+++ LISTED ENTRIES +++

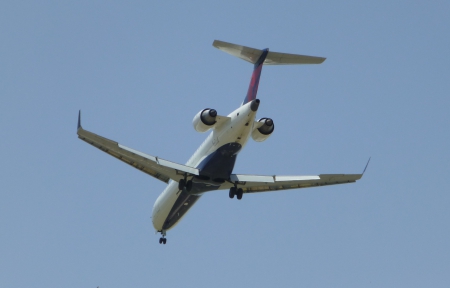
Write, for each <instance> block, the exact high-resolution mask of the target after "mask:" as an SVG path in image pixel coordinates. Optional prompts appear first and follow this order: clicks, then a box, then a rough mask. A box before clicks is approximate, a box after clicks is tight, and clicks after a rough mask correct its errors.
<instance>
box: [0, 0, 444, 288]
mask: <svg viewBox="0 0 450 288" xmlns="http://www.w3.org/2000/svg"><path fill="white" fill-rule="evenodd" d="M449 8H450V4H449V3H448V1H432V2H423V1H376V2H374V3H367V2H361V1H345V2H337V1H325V2H320V3H319V2H317V1H276V2H269V1H226V2H225V1H223V2H218V1H217V2H214V3H213V2H206V1H189V2H186V3H182V4H179V3H177V4H171V3H161V2H160V1H152V2H151V1H135V2H133V3H126V2H123V3H118V2H114V3H112V1H111V2H107V1H76V2H66V1H64V2H63V1H39V2H36V1H20V2H19V1H3V2H2V3H1V4H0V25H1V27H2V29H0V37H1V40H2V41H0V107H1V108H2V112H1V113H0V129H1V130H0V131H1V133H2V138H3V141H1V142H0V151H2V161H1V164H0V173H1V175H2V176H1V178H0V179H1V183H2V189H1V193H0V197H1V198H0V229H1V231H2V233H1V237H0V255H1V257H0V271H2V272H1V273H0V286H2V287H97V286H100V287H101V288H104V287H231V286H233V287H275V286H285V287H402V286H403V287H424V286H428V287H448V285H449V283H450V276H449V275H450V274H449V273H448V272H449V271H450V252H449V251H450V250H449V249H448V243H449V242H450V224H449V219H450V212H449V205H450V195H449V189H448V183H447V182H448V181H447V178H448V172H449V171H450V169H449V168H450V157H449V152H448V151H449V148H448V147H449V146H450V137H449V124H450V121H449V116H448V107H449V106H450V100H449V97H448V94H449V91H450V81H449V80H450V77H449V76H450V57H449V56H448V52H449V51H450V38H449V37H448V35H450V20H449V17H448V15H449ZM214 39H220V40H223V41H228V42H232V43H238V44H241V45H246V46H250V47H255V48H266V47H268V48H270V49H271V50H272V51H277V52H287V53H298V54H306V55H314V56H323V57H327V60H326V61H325V62H324V63H323V64H322V65H314V66H313V65H311V66H308V65H304V66H268V67H264V68H263V71H262V76H261V82H260V86H259V94H258V98H259V99H261V105H260V110H259V111H258V115H259V116H261V117H271V118H273V119H274V121H275V124H276V130H275V132H274V134H273V136H272V137H271V138H270V139H269V140H267V141H266V142H263V143H255V142H250V143H249V144H248V145H247V146H246V149H245V150H244V151H243V152H241V153H240V154H239V157H238V161H237V164H236V166H235V170H234V171H235V172H236V173H255V174H256V173H258V174H267V175H273V174H285V175H286V174H288V175H289V174H317V173H360V172H361V171H362V170H363V168H364V165H365V163H366V161H367V159H368V158H369V156H372V161H371V164H370V166H369V168H368V170H367V172H366V175H365V176H364V178H363V179H362V180H361V181H358V182H357V183H356V184H351V185H337V186H328V187H321V188H313V189H304V190H291V191H284V192H275V193H260V194H253V195H246V196H244V199H243V200H242V201H236V200H234V201H232V200H230V199H228V195H227V191H218V192H211V193H208V194H206V195H204V197H203V198H202V199H201V200H200V201H199V202H198V203H197V204H196V206H195V207H194V208H193V209H192V210H191V211H190V212H189V214H188V215H187V216H186V217H185V218H184V219H183V220H182V221H181V222H180V223H179V225H178V226H176V227H175V228H174V229H173V230H170V231H169V232H168V244H167V245H165V246H163V245H159V244H158V239H159V236H158V235H155V234H154V230H153V227H152V224H151V219H150V216H151V209H152V206H153V202H154V201H155V200H156V198H157V197H158V195H159V193H160V192H161V191H162V190H163V189H164V187H165V185H164V183H162V182H159V181H158V180H155V179H153V178H151V177H149V176H148V175H146V174H144V173H141V172H139V171H137V170H135V169H132V168H130V167H129V166H127V165H125V164H123V163H121V162H120V161H117V160H116V159H114V158H112V157H110V156H109V155H107V154H105V153H102V152H101V151H99V150H97V149H95V148H93V147H91V146H89V145H87V144H86V143H84V142H82V141H80V140H78V139H77V136H76V120H77V114H78V110H79V109H81V110H82V121H83V127H84V128H85V129H87V130H90V131H92V132H94V133H97V134H100V135H102V136H105V137H107V138H110V139H113V140H116V141H118V142H120V143H122V144H124V145H127V146H129V147H133V148H134V149H138V150H140V151H143V152H146V153H148V154H151V155H155V156H160V157H163V158H165V159H170V160H172V161H175V162H179V163H185V162H186V161H187V159H188V158H189V157H190V156H191V154H192V153H193V152H194V151H195V149H196V148H197V147H198V146H199V145H200V143H201V142H202V141H203V139H204V138H205V137H206V134H199V133H196V132H195V131H194V129H193V127H192V124H191V120H192V117H193V116H194V115H195V114H196V113H197V112H198V111H199V110H201V109H203V108H206V107H212V108H215V109H217V111H218V112H219V114H228V113H229V112H231V111H232V110H234V109H235V108H236V107H237V106H238V105H239V104H240V103H241V102H242V99H243V97H244V96H245V93H246V91H247V88H248V83H249V81H250V76H251V72H252V66H251V65H250V64H248V63H246V62H244V61H242V60H239V59H237V58H234V57H231V56H229V55H227V54H225V53H223V52H221V51H219V50H217V49H215V48H213V47H212V46H211V44H212V42H213V40H214Z"/></svg>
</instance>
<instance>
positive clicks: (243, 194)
mask: <svg viewBox="0 0 450 288" xmlns="http://www.w3.org/2000/svg"><path fill="white" fill-rule="evenodd" d="M228 195H229V196H230V198H231V199H233V198H234V195H236V198H237V199H238V200H241V199H242V195H244V190H242V189H241V188H236V187H231V188H230V193H229V194H228Z"/></svg>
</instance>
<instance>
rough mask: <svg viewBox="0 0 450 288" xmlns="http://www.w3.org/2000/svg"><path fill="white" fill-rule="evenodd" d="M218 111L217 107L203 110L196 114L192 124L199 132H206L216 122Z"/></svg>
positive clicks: (197, 131)
mask: <svg viewBox="0 0 450 288" xmlns="http://www.w3.org/2000/svg"><path fill="white" fill-rule="evenodd" d="M216 117H217V111H216V110H215V109H210V108H206V109H203V110H201V111H200V112H198V113H197V115H195V116H194V119H193V120H192V125H194V129H195V130H196V131H197V132H201V133H203V132H206V131H208V130H209V129H211V128H213V127H214V124H216Z"/></svg>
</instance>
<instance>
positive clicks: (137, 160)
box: [77, 112, 199, 183]
mask: <svg viewBox="0 0 450 288" xmlns="http://www.w3.org/2000/svg"><path fill="white" fill-rule="evenodd" d="M80 114H81V112H80ZM80 114H78V127H77V134H78V138H80V139H81V140H83V141H85V142H86V143H88V144H91V145H92V146H94V147H97V148H98V149H100V150H102V151H103V152H106V153H108V154H109V155H111V156H113V157H115V158H117V159H119V160H120V161H122V162H125V163H127V164H129V165H131V166H133V167H134V168H136V169H139V170H141V171H142V172H144V173H146V174H148V175H150V176H153V177H155V178H156V179H158V180H161V181H163V182H166V183H168V182H169V180H170V179H172V180H174V181H179V180H180V179H182V178H184V176H185V175H188V176H190V175H198V174H199V171H198V169H196V168H193V167H189V166H186V165H181V164H178V163H174V162H170V161H167V160H164V159H161V158H158V157H155V156H151V155H148V154H145V153H142V152H139V151H137V150H134V149H132V148H128V147H126V146H124V145H121V144H119V143H117V142H114V141H112V140H109V139H107V138H105V137H102V136H99V135H97V134H94V133H92V132H89V131H87V130H84V129H83V128H82V127H81V120H80Z"/></svg>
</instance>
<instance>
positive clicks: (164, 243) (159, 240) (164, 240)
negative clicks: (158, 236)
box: [159, 230, 167, 245]
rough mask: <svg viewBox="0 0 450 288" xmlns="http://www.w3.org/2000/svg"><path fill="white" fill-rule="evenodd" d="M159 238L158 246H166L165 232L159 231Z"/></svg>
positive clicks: (162, 231)
mask: <svg viewBox="0 0 450 288" xmlns="http://www.w3.org/2000/svg"><path fill="white" fill-rule="evenodd" d="M161 236H162V237H161V238H159V244H164V245H165V244H166V242H167V238H166V231H164V230H163V231H161Z"/></svg>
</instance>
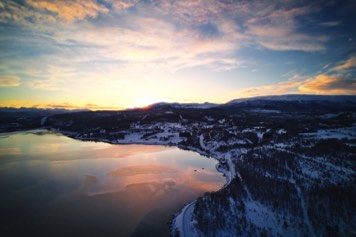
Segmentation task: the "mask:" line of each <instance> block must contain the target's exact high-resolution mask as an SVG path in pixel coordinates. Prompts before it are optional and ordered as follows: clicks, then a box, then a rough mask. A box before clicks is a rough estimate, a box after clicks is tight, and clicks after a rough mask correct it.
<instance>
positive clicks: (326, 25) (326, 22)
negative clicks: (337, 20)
mask: <svg viewBox="0 0 356 237" xmlns="http://www.w3.org/2000/svg"><path fill="white" fill-rule="evenodd" d="M341 23H342V21H326V22H321V23H319V25H320V26H325V27H334V26H338V25H340V24H341Z"/></svg>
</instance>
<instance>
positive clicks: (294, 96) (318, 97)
mask: <svg viewBox="0 0 356 237" xmlns="http://www.w3.org/2000/svg"><path fill="white" fill-rule="evenodd" d="M247 101H249V102H251V101H300V102H302V101H303V102H305V101H314V102H316V101H318V102H335V103H342V102H347V101H348V102H352V103H356V96H355V95H303V94H289V95H274V96H257V97H251V98H242V99H235V100H231V101H229V102H227V104H236V103H243V102H247Z"/></svg>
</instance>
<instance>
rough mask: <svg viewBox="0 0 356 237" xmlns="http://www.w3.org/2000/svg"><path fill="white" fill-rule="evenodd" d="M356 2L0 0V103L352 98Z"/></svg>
mask: <svg viewBox="0 0 356 237" xmlns="http://www.w3.org/2000/svg"><path fill="white" fill-rule="evenodd" d="M355 12H356V1H355V0H339V1H337V0H335V1H331V0H313V1H309V0H305V1H304V0H283V1H282V0H281V1H278V0H265V1H264V0H250V1H247V0H239V1H237V0H236V1H235V0H220V1H218V0H215V1H213V0H117V1H115V0H97V1H95V0H61V1H53V0H18V1H12V0H0V107H39V108H66V109H81V108H88V109H92V110H99V109H123V108H132V107H139V106H144V105H148V104H152V103H155V102H161V101H165V102H180V103H192V102H195V103H203V102H211V103H225V102H228V101H230V100H233V99H237V98H243V97H253V96H263V95H277V94H278V95H280V94H328V95H336V94H348V95H356V27H355V22H356V17H355V16H354V15H355Z"/></svg>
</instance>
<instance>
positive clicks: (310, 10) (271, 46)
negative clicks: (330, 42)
mask: <svg viewBox="0 0 356 237" xmlns="http://www.w3.org/2000/svg"><path fill="white" fill-rule="evenodd" d="M253 8H257V9H259V10H258V11H257V14H256V16H254V17H251V18H249V19H248V20H247V21H246V24H245V25H246V27H247V29H248V30H247V33H248V34H249V35H250V36H251V40H252V41H254V42H256V43H257V44H258V45H260V46H262V47H263V48H267V49H271V50H276V51H291V50H296V51H305V52H314V51H323V50H325V42H326V41H327V40H328V38H327V37H326V36H324V35H312V34H309V33H304V32H303V31H302V30H301V29H300V27H299V21H298V17H301V16H305V15H307V14H309V13H311V12H314V11H317V9H315V8H313V7H308V6H303V7H288V5H287V6H284V7H281V6H278V5H277V4H267V2H263V1H262V2H261V3H259V4H255V5H253V6H251V9H250V10H251V11H252V12H255V10H256V9H253Z"/></svg>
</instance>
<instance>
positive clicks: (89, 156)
mask: <svg viewBox="0 0 356 237" xmlns="http://www.w3.org/2000/svg"><path fill="white" fill-rule="evenodd" d="M215 164H216V161H215V160H213V159H208V158H206V157H202V156H200V155H199V154H197V153H194V152H189V151H183V150H180V149H178V148H176V147H164V146H152V145H111V144H106V143H101V142H97V143H96V142H83V141H78V140H74V139H71V138H68V137H65V136H63V135H59V134H55V133H51V132H48V131H46V130H34V131H27V132H15V133H6V134H0V235H1V236H22V235H23V236H169V225H168V222H169V221H170V219H171V217H172V215H173V214H174V213H176V212H177V211H179V209H180V208H182V207H183V206H184V204H185V203H187V202H189V201H191V200H194V199H196V198H197V197H198V196H201V195H203V193H204V192H207V191H216V190H218V189H220V188H221V187H222V186H223V184H224V182H225V179H224V178H223V177H222V175H221V173H218V172H217V171H216V169H215Z"/></svg>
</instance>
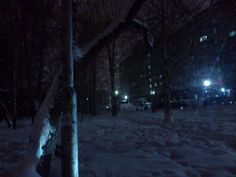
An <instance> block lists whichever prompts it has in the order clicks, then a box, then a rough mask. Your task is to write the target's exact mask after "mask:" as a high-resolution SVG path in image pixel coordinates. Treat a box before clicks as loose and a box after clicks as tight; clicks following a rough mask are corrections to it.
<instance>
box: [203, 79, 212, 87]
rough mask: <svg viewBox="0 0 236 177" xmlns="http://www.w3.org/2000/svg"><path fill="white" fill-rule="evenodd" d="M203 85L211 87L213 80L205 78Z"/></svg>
mask: <svg viewBox="0 0 236 177" xmlns="http://www.w3.org/2000/svg"><path fill="white" fill-rule="evenodd" d="M203 85H204V86H205V87H209V86H210V85H211V81H210V80H204V81H203Z"/></svg>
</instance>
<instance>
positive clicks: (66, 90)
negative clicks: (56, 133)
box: [62, 0, 79, 177]
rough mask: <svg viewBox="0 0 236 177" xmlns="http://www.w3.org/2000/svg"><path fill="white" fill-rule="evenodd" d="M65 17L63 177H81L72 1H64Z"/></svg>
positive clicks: (62, 168)
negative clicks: (72, 44) (79, 154)
mask: <svg viewBox="0 0 236 177" xmlns="http://www.w3.org/2000/svg"><path fill="white" fill-rule="evenodd" d="M62 15H63V26H62V29H63V44H62V45H63V47H62V52H63V77H64V78H63V79H64V80H63V84H64V91H63V92H64V111H63V113H64V118H66V126H64V127H63V128H62V135H64V136H62V140H63V142H62V144H63V147H62V149H63V158H62V177H78V176H79V154H78V125H77V97H76V93H75V88H74V61H73V56H72V55H73V54H72V44H73V37H72V36H73V33H72V0H62Z"/></svg>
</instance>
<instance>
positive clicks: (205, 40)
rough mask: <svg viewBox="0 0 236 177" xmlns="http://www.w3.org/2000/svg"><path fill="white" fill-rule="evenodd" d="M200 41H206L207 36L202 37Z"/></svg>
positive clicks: (206, 39)
mask: <svg viewBox="0 0 236 177" xmlns="http://www.w3.org/2000/svg"><path fill="white" fill-rule="evenodd" d="M199 40H200V42H203V41H206V40H207V35H204V36H201V37H200V39H199Z"/></svg>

+++

EXERCISE DESCRIPTION: Write out each line exactly, starting with the line that contains "negative clicks: (72, 44) (79, 154)" and stopping after the last line of the data.

EXERCISE OUTPUT:
negative clicks: (72, 44) (79, 154)
mask: <svg viewBox="0 0 236 177" xmlns="http://www.w3.org/2000/svg"><path fill="white" fill-rule="evenodd" d="M62 15H63V26H62V29H63V44H62V45H63V47H62V52H63V77H64V78H63V79H64V80H63V84H64V91H63V92H64V111H63V113H64V118H66V126H64V127H63V128H62V135H64V136H62V140H63V142H62V144H63V147H62V149H63V158H62V177H78V176H79V154H78V125H77V97H76V93H75V88H74V61H73V56H72V55H73V54H72V44H73V37H72V36H73V33H72V0H62Z"/></svg>
</instance>
<instance>
positive clicks: (205, 40)
rough mask: <svg viewBox="0 0 236 177" xmlns="http://www.w3.org/2000/svg"><path fill="white" fill-rule="evenodd" d="M200 41H206L207 36L202 37Z"/></svg>
positive clicks: (206, 39)
mask: <svg viewBox="0 0 236 177" xmlns="http://www.w3.org/2000/svg"><path fill="white" fill-rule="evenodd" d="M199 40H200V42H203V41H206V40H207V35H204V36H201V37H200V39H199Z"/></svg>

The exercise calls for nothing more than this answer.